Logo Two double and operators that are shaped like the letter M intersect to give the impression of mountains and roads intertwined with each other.

Migrating the blog to a new domain

redirects and custom error pages in Apache
breadcrumbs

During summer vacation, I have been using some of my extra free time to do a little housekeeping on this blog. In the course of researching about various changes I wanted to make around here, I became re-acquainted with the world of indieweb. I had been vaguely aware of the indieweb for a number of years, but never really felt motivated to look into it beyond the core principles for which it is well known: ownership and control of your data and online identity. But going down that rabbit hole a little further exposed me to a lot of interesting concepts, technologies, and design principles that inspired me to upscale my blog housekeeping to a full-on renovation.

The low-hanging fruit in this undertaking was migrating to a new domain that would more suitably represent my identity online. When I started this blog, it was a very scant page with little more than a stagit instance hosting my dotfiles. At this phase, my blog was hosted as a subdirectory (namu.blue/~mieum) in the traditional pubnix fashion. Once I got my PhD and started teaching at university, I decided that I would reinvent the blog to serve as a kind of online portfolio of my work and also as a space for publishing course materials. At this point, the blog graduated to a subdomain (dsm.namu.blue), which I happily used for a couple of years. I liked this address because it was nearly identical to my work email address (dsm@namu.blue). I had opted for a subdomain rather than just using namu.blue because at the time it was a multi-user server hosting a few other people. But after reading more about the indieweb and the way the concept of an online identity is conceived there, I started to weigh the potential benefits of graduating my blog one step further to a root-level domain; but which?

I own another domain, treeblue.space, but I decided to keep that one available for a project I have been incubating for a while. I ultimately decided on giraffleur.org because it is literally representative of my identity being that my name in Korean translates to flower giraffe. I also like it because it is a whimsical, playful take on my name rather than just something like myrealname.com. So here we are.

Redirecting traffic to giraffleur.org

The problem is that, even though this is not a high volume blog with a large readership, its former address (dsm.namu.blue) has been published and archived in various publications of mine. So as long as those publications exist, someone along the way will be led to the old domain. In order to migrate to a new domain gracefully, I needed to redirect all that traffic to my current domain. How does one go about this with Apache (the web server this blog uses)?

There is really nothing to it. In fact, all it takes is adding a line like this to your Virtual Host config:

RedirectMatch 301 ^/(.*) https://newdomain.org/$1

It is important to note several things here. First, this should be in your actual config file, not an .htaccess file in your DocumentRoot. You could put this directive there, but including it in your Virtual Host config has the benefit of loading these instructions into memory when Apache starts; that is, requests are processed faster that way. The second thing to note is that the directive is RedirectMatch not just Redirect. A RedirectMatch directive allows us to capture the paths of pages being requested (^/(.*)) and append them to the new domain to which they will be redirected (/$1). Last, the error code 301 is significant, because it tells the client that the resource has been moved permanently.

— GIVEN DATA —
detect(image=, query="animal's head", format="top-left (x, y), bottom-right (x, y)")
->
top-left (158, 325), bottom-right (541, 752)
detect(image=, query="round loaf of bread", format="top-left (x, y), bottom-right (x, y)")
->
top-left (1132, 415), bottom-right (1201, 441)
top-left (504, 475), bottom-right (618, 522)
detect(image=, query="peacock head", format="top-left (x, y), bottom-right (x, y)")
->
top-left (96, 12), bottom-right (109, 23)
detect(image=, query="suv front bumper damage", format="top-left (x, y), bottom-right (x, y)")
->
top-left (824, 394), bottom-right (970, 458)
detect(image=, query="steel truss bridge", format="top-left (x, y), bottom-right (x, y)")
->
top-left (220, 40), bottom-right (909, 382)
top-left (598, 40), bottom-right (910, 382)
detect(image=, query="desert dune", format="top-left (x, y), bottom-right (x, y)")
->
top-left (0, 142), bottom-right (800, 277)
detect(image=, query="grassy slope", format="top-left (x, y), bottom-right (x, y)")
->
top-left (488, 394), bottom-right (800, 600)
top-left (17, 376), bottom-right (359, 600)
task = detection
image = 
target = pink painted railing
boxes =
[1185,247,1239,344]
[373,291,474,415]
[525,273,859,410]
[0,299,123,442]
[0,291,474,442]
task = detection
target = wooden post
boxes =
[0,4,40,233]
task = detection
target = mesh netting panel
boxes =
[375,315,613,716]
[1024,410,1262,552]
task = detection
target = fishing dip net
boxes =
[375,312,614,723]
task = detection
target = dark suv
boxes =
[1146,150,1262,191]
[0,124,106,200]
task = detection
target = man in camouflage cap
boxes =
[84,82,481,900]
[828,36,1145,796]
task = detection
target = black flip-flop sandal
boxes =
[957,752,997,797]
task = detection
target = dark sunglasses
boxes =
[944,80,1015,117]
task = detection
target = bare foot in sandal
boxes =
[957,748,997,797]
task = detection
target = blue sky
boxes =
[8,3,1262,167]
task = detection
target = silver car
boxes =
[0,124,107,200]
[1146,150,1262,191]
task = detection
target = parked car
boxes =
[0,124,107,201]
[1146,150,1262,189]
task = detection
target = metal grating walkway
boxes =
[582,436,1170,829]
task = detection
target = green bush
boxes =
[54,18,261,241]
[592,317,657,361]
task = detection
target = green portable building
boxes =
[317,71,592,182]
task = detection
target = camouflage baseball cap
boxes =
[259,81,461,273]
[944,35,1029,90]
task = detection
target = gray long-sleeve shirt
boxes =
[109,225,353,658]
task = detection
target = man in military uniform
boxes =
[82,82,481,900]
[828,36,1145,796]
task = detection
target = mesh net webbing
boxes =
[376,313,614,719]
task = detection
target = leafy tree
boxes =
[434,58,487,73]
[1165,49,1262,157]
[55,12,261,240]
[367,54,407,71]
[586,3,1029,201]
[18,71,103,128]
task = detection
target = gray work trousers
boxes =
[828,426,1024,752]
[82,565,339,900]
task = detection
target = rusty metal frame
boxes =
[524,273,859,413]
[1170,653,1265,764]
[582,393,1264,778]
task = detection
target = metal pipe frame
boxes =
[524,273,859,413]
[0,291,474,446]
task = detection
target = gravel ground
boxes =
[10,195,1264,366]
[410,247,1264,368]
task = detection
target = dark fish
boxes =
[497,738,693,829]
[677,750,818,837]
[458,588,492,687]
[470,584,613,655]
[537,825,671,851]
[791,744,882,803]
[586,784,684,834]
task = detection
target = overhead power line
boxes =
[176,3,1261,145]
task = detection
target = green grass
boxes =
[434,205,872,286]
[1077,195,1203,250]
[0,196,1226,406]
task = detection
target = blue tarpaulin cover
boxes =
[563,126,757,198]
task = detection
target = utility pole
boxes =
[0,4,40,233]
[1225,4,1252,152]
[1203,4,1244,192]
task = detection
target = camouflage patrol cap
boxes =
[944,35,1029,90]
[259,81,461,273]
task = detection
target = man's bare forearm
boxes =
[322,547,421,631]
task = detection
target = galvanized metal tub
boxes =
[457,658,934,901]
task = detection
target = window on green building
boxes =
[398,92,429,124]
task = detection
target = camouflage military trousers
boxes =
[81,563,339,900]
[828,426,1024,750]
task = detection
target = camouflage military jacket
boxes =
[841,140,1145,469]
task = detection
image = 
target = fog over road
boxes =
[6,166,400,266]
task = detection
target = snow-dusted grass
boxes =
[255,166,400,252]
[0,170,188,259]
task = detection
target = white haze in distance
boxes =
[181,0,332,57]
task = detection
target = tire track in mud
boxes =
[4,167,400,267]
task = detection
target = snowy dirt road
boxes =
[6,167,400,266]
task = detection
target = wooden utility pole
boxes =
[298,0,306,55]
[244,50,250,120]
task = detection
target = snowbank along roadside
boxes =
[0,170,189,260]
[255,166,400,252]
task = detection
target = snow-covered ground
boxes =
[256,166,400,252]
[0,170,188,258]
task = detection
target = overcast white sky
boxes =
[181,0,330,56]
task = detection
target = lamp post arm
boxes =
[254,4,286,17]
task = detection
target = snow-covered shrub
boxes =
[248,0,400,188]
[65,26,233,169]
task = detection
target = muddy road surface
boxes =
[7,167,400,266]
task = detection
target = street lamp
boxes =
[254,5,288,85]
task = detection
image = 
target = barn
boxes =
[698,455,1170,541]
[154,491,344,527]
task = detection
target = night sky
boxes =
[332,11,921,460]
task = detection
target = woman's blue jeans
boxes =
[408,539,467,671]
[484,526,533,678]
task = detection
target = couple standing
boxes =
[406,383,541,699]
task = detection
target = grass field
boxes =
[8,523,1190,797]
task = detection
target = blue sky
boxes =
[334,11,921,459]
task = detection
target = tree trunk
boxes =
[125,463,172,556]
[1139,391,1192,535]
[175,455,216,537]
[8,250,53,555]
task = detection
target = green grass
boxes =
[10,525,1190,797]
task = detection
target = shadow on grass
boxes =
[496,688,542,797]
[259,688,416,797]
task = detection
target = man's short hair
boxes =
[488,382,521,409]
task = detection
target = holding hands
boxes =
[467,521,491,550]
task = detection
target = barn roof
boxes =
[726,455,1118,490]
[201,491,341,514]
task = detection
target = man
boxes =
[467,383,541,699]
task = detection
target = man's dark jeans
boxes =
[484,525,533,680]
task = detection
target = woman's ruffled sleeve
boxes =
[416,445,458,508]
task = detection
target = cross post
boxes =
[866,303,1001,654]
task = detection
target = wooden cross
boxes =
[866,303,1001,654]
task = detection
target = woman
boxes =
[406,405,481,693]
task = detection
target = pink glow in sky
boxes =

— SHORT PROBLEM —
Extract the passage of the blog post on migrating to a new domain that lies between "RedirectMatch 301 ^/(.*)" and "been moved permanently.", inclusive, word for word.

— ANSWER TO THIS PROBLEM —
RedirectMatch 301 ^/(.*) https://newdomain.org/$1

It is important to note several things here. First, this should be in your actual config file, not an .htaccess file in your DocumentRoot. You could put this directive there, but including it in your Virtual Host config has the benefit of loading these instructions into memory when Apache starts; that is, requests are processed faster that way. The second thing to note is that the directive is RedirectMatch not just Redirect. A RedirectMatch directive allows us to capture the paths of pages being requested (^/(.*)) and append them to the new domain to which they will be redirected (/$1). Last, the error code 301 is significant, because it tells the client that the resource has been moved permanently.